Teks yang ditampilkan:

* * * * * * *

OPINI
OPINI: Problematika Tata Ruang Usai Pilwali Makassar
Ditulis Rimba Arief ST MEng, Pemerhati Tata Ruang Perkotaan / Wakil Ketua Ikatan Alumni Perencanaan Kota Fakultas Teknik Universitas Hasanuddin.
Oleh: Rimba Arief ST MEng
Pemerhati Tata Ruang Perkotaan / Wakil Ketua Ikatan Alumni Perencanaan Kota Fakultas Teknik Universitas Hasanuddin
Peluit akhir Pilwali Kota Makassar telah usai.
Hasil rapat pleno perhitungan suara pemilihan Walikota dan Wakil Wali Kota Makassar di MaxOne Hotel pada Jumat 6 Juli 2018 lalu, kolom kosong memperoleh suara sebanyak 300.795 (53,23 %) dan calon tunggal sebanyak 264.245 (46,77 %).
Ini sejarah baru dalam perhelatan pilkada. Terlepas dari kemungkinan adanya upaya gugatan oleh tim hukum paslon tunggal di tingkat Mahkamah Konstitusi (MK).
Namun, faktanya KPU telah menetapkan pemilihan kembali kepala daerah Makassar akan pada pilkada serentak 2020 mendatang.
Bila MK menolak gugatan, maka berdasar Permendagri Nomor 74 Tahun 2016 akan ditunjuk pelaksana tugas (Plt) wali kota oleh menteri atas usul gubernur.
Artinya, Plt bertugas sementara waktu dalam memanajemen kota termasuk aspek tata ruangnya.
Mengacu pada berbagai regulasi baik UU No.30 tahun 2014, PermenHukHam No.1 tahun 2014 hingga surat kepala BKN No.K.26.30/V.20.3/99 semuanya mengatur tentang tugas dan wewenang Plt.

* * * * * * *

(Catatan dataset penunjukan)

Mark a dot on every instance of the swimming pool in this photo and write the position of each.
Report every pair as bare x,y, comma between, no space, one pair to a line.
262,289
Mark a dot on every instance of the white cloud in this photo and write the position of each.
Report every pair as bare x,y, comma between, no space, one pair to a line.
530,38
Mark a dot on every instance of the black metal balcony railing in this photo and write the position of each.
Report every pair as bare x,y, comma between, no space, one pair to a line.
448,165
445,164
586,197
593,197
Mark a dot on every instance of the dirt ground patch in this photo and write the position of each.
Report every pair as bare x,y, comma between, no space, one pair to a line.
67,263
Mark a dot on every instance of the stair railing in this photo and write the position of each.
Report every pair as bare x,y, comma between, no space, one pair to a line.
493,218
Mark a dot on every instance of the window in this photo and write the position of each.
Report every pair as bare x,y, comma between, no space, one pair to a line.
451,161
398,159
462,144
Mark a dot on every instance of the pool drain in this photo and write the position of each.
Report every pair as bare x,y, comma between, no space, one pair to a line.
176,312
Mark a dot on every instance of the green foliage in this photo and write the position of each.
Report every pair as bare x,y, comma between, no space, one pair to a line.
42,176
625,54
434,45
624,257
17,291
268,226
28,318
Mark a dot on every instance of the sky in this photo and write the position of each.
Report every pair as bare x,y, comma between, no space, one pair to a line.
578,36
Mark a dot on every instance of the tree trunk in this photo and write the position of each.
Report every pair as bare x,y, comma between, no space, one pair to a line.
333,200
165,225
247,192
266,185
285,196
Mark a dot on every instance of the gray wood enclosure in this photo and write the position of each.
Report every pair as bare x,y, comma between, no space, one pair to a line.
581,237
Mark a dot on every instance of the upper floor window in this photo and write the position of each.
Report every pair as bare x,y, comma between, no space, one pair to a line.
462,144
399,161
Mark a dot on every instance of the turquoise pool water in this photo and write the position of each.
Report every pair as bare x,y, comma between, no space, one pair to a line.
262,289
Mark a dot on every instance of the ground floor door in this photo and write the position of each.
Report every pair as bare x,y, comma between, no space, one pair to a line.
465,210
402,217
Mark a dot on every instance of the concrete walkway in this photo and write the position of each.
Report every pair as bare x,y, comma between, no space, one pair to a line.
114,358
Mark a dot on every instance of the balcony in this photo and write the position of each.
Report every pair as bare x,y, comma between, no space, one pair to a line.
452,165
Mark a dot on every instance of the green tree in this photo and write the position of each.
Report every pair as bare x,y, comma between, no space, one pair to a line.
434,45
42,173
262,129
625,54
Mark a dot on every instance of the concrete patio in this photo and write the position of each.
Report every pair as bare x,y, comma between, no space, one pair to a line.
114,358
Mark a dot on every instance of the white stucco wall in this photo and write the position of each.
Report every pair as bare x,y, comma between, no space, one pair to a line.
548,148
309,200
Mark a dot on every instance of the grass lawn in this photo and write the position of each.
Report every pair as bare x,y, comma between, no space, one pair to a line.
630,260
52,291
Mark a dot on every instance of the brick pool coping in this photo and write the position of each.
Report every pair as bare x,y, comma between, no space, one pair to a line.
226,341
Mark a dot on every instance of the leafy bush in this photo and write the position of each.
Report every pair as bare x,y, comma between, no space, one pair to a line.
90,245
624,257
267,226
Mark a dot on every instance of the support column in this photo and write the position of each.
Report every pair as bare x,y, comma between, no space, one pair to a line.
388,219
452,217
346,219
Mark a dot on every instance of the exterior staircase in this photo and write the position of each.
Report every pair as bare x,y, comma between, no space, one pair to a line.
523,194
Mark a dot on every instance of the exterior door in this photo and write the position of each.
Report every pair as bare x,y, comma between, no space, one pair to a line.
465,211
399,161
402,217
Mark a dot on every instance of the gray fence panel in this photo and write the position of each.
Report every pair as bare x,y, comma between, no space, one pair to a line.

* * * * * * *

Yang diminta: Salin kata demi kata bagian opini tentang tata ruang Makassar usai Pilwali, dimulai dengan "Namun, faktanya KPU" dan berlanjut sampai "atas usul gubernur.".

Jawaban berikut:
Namun, faktanya KPU telah menetapkan pemilihan kembali kepala daerah Makassar akan pada pilkada serentak 2020 mendatang.
Bila MK menolak gugatan, maka berdasar Permendagri Nomor 74 Tahun 2016 akan ditunjuk pelaksana tugas (Plt) wali kota oleh menteri atas usul gubernur.